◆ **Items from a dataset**
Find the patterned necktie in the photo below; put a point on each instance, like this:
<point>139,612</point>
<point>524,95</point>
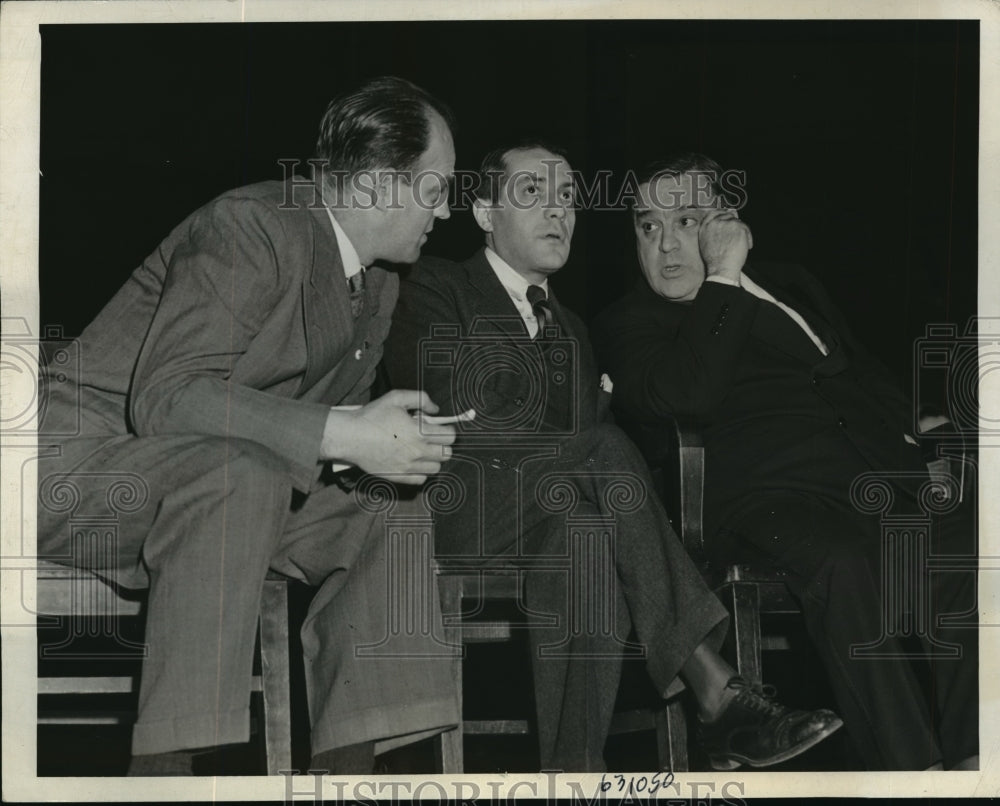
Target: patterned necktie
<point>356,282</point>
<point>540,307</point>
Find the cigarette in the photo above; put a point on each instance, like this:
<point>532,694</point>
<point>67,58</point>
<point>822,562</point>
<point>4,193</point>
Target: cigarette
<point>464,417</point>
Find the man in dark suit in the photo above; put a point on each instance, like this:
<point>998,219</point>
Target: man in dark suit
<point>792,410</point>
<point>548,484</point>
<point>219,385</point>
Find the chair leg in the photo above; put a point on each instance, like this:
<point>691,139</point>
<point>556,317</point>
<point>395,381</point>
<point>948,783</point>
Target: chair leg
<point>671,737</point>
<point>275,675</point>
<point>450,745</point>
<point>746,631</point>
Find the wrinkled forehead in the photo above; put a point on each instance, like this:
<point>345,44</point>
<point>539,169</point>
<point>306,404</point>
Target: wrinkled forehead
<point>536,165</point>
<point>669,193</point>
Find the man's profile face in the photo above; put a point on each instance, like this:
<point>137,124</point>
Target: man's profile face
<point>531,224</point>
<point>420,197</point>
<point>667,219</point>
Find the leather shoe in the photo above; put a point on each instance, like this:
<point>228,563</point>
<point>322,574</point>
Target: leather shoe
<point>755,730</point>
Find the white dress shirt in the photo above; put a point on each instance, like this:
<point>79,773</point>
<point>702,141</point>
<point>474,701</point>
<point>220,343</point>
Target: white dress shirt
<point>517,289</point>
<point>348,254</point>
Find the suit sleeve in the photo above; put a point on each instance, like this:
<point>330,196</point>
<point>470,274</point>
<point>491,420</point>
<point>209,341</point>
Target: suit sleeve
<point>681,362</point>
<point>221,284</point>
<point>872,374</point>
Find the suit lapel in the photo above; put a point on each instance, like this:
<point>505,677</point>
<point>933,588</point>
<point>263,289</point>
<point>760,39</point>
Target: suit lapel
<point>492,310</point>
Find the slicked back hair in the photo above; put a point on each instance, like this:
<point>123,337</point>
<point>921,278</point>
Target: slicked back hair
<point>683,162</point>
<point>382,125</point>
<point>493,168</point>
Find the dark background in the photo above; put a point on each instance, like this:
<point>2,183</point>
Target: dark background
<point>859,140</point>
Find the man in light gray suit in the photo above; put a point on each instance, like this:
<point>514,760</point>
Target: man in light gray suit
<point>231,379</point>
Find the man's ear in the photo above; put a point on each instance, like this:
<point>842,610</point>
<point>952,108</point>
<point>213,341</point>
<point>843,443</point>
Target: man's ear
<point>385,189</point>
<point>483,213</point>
---
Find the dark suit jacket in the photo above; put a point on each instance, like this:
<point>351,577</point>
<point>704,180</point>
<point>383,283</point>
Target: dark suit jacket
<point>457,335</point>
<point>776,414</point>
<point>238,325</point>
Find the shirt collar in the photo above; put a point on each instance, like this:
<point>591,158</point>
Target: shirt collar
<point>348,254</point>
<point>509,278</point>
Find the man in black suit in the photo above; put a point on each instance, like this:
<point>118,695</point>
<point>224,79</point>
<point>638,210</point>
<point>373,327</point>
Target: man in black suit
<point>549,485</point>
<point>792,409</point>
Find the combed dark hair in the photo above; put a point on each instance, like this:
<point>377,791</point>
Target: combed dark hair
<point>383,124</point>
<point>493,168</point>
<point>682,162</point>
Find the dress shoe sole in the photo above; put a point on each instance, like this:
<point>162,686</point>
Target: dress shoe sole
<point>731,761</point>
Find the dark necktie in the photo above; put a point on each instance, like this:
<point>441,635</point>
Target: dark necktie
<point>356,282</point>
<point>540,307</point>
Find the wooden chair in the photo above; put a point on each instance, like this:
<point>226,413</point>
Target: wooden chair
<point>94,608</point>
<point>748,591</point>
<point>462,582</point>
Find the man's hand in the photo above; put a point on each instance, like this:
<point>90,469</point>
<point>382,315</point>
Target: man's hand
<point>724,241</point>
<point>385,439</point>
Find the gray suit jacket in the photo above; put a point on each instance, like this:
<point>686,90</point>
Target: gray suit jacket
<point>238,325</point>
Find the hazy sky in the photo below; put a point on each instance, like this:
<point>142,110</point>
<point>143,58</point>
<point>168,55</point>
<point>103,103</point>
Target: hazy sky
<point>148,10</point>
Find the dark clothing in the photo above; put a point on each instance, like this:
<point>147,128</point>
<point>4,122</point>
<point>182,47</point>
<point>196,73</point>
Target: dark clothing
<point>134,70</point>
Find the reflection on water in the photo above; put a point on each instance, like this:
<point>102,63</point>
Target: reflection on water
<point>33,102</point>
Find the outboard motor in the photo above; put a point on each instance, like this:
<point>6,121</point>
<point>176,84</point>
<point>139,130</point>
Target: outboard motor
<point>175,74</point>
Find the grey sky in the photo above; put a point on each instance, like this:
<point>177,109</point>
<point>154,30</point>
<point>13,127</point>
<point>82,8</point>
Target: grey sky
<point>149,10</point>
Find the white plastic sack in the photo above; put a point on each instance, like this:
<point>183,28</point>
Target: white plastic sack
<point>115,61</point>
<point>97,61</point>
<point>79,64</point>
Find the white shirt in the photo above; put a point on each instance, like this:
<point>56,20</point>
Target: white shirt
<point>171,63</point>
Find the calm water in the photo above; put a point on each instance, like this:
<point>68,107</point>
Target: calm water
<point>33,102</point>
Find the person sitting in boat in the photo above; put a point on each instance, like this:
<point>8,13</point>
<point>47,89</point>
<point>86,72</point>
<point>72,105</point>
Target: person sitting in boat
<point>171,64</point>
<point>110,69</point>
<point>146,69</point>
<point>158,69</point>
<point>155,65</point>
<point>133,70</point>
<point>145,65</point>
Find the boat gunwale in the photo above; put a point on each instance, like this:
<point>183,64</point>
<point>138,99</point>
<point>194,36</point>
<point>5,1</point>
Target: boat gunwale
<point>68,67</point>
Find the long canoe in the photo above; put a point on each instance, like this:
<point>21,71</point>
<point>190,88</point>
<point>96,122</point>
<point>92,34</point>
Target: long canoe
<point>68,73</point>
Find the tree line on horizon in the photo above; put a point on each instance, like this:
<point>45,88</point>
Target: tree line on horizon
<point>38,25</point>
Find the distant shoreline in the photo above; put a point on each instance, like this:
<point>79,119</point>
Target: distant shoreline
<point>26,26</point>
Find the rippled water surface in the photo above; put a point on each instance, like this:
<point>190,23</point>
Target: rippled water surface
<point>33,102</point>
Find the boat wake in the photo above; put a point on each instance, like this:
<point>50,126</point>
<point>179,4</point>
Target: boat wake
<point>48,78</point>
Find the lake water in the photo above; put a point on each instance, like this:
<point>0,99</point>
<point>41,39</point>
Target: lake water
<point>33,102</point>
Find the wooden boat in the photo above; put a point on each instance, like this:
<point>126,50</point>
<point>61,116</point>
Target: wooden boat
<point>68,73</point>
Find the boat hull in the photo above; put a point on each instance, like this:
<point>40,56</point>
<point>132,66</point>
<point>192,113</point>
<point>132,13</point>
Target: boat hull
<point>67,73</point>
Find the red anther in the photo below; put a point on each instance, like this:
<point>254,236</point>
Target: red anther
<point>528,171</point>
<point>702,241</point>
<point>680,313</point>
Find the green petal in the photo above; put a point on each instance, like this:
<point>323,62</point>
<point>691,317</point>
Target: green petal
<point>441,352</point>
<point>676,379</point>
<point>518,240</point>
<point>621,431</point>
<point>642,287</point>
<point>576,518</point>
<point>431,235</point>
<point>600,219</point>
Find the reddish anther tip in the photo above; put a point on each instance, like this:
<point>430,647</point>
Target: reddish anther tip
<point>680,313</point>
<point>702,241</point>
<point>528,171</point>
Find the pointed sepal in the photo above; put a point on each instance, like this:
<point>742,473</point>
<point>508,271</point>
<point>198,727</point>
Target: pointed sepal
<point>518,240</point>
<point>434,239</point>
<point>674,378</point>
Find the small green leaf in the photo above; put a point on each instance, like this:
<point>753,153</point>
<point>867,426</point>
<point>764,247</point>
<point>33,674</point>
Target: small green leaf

◆ **What the task requires**
In the entries above, find the lines containing the word "below" and say how many there are, with no other words.

◆ **Solution to the problem**
3